▶ [PERINTAH 1]
Jawablah pertanyaan berikut berdasarkan kutipan halaman tentang keadilan penggajian:
(a) Masalah apa yang disebut tidak pernah habis dibicarakan dalam dunia kerja?
(b) Kesenjangan antara level mana dan level mana yang dipertanyakan kewajarannya?
(c) Apa saja tiga hal yang disebut menentukan jawaban atas pertanyaan itu?
▶ [PERINTAH 2]
Terjemahkan kalimat dari kutipan halaman ini ke dalam bahasa Inggris: "Sebenarnya berapa sih gap yang wajar antara, katakanlah level terendah dan level tertinggi di suatu perusahaan?"

▶ [KUTIPAN HALAMAN]
+===+

Dalam dunia kerja, masalah yang nggak pernah habis dibicarakan adalah masalah keadilan penggajian. Sebenarnya berapa sih gap yang wajar antara, katakanlah level terendah dan level tertinggi di suatu perusahaan? Pastinya gak ada jawaban baku, tergantung berapa besar skala perusahaan-nya, apa jenis industrinya, berapa banyak layer atau grading di perusahaan tersebut...bla..bla..bla...

+===+

▶ [BAHAN]
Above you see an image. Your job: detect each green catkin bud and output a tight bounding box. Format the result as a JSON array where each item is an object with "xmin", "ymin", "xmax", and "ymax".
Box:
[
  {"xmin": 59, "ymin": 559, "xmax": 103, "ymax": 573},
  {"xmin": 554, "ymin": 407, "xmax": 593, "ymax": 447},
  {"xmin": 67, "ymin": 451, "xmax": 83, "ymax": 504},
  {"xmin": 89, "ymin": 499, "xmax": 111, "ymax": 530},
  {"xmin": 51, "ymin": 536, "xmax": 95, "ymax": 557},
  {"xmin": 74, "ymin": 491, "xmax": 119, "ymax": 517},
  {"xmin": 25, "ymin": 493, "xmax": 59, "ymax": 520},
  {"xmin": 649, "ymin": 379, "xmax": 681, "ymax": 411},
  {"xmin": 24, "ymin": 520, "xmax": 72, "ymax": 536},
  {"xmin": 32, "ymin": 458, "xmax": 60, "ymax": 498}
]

+===+

▶ [JAWABAN 1]
(a) Masalah keadilan penggajian.
(b) Antara level terendah dan level tertinggi di suatu perusahaan.
(c) Besar skala perusahaan, jenis industrinya, dan banyaknya layer atau grading di perusahaan tersebut.

▶ [JAWABAN 2]
Actually, what is a reasonable gap between, say, the lowest level and the highest level in a company?